-- Listed entries --
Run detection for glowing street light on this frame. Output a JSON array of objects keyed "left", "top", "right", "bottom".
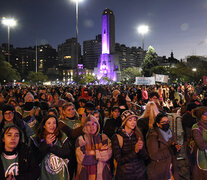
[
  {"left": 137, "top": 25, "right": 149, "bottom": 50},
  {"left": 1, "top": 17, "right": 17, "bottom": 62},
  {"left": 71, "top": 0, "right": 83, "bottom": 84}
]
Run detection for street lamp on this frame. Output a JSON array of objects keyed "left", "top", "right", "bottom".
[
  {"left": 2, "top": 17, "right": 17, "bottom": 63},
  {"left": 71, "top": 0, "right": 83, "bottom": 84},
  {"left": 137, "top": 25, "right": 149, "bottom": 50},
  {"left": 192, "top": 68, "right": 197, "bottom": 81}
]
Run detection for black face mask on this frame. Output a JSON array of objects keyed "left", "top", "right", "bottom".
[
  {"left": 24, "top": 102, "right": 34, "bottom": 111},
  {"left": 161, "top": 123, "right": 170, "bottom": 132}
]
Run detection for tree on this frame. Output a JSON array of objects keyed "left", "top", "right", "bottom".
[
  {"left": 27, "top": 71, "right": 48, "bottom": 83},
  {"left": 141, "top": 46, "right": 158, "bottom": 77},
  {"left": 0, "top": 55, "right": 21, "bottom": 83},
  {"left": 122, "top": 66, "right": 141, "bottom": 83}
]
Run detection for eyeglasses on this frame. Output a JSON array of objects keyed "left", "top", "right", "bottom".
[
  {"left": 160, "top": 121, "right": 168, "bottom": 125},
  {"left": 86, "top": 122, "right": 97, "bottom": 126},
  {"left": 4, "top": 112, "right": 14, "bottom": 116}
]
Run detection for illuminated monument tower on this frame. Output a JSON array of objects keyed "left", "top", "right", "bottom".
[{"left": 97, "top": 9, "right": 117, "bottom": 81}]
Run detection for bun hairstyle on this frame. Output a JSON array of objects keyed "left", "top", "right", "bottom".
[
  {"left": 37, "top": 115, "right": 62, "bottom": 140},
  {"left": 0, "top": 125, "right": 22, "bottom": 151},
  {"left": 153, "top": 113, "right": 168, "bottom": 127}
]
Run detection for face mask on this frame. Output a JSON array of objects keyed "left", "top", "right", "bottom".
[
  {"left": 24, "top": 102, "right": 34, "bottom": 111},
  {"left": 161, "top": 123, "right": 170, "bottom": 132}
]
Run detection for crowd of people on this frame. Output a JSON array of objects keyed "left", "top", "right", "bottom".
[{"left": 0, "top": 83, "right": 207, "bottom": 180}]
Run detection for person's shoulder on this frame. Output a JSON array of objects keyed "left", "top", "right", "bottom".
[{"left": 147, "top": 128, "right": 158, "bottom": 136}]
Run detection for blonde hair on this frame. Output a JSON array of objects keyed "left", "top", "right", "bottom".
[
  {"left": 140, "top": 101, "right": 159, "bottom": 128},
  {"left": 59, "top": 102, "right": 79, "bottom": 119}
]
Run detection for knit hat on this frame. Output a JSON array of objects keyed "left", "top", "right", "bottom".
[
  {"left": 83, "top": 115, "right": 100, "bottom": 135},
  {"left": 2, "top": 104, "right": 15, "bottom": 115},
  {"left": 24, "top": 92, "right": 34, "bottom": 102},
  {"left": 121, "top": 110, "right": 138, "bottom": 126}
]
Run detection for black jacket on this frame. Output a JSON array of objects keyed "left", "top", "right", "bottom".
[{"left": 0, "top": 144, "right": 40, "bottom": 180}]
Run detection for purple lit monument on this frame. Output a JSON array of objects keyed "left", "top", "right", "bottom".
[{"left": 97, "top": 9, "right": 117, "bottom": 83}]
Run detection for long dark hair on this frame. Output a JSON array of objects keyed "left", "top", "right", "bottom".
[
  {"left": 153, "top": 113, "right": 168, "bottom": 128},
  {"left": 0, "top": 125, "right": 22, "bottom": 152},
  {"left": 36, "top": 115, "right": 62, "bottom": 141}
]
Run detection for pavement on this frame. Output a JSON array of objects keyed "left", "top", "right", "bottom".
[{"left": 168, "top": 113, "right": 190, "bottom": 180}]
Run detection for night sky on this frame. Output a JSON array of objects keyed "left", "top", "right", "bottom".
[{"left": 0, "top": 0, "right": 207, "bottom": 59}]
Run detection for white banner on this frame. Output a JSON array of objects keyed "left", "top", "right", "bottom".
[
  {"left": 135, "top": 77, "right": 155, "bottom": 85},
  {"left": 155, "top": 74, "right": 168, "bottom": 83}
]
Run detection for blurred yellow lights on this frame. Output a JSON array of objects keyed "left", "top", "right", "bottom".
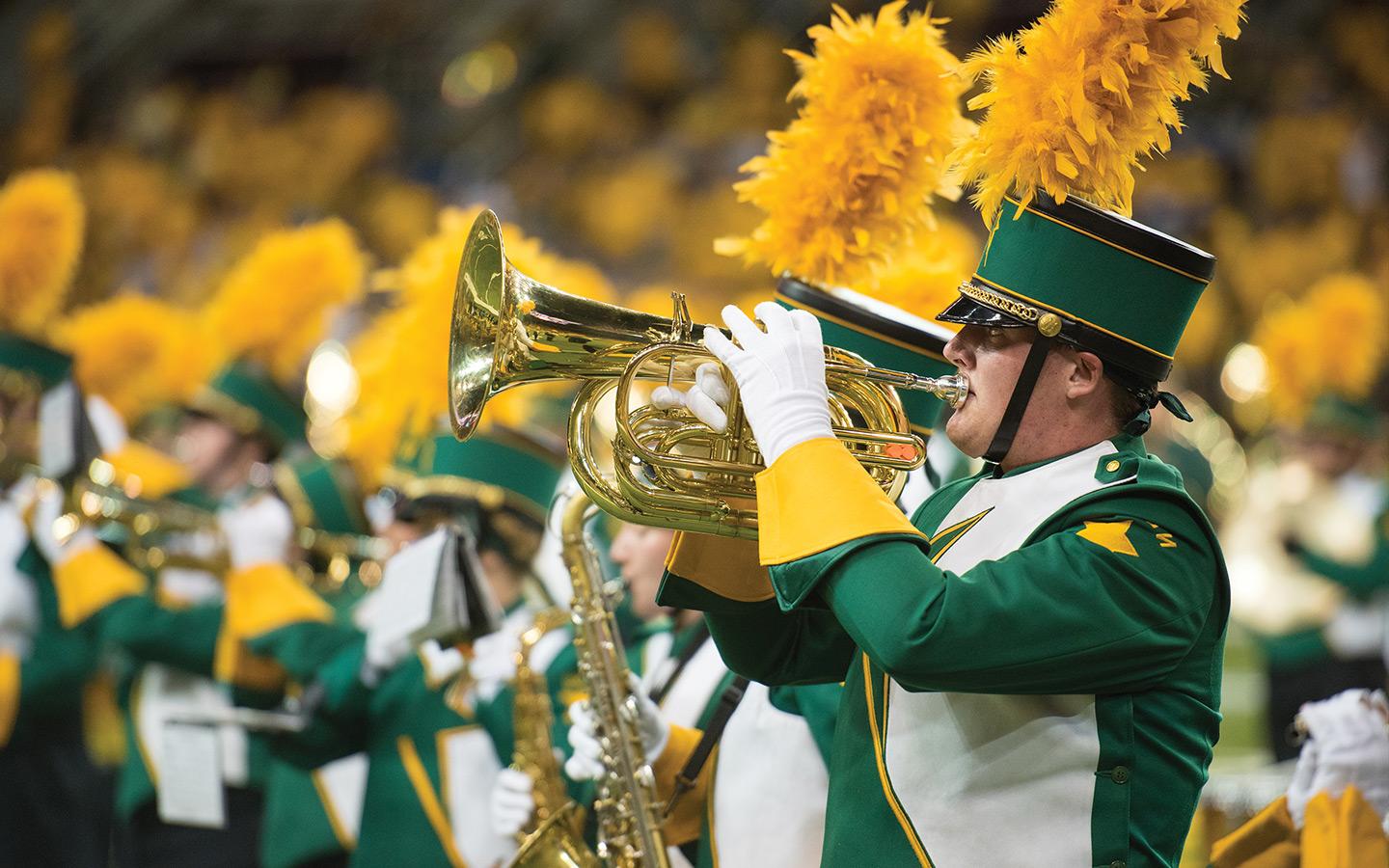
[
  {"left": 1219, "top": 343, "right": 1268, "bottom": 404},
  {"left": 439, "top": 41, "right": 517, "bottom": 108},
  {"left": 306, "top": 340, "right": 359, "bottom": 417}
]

-- Task description --
Which lines of the records above contain the word "monument"? Return each of them in full.

-- Solution to the exercise --
Run detection for illuminated monument tower on this frame. Output a JSON array of objects keyed "left", "top", "right", "bottom".
Run detection for purple lit monument on this frame. Output a JSON array of objects keyed "left", "top", "right", "bottom".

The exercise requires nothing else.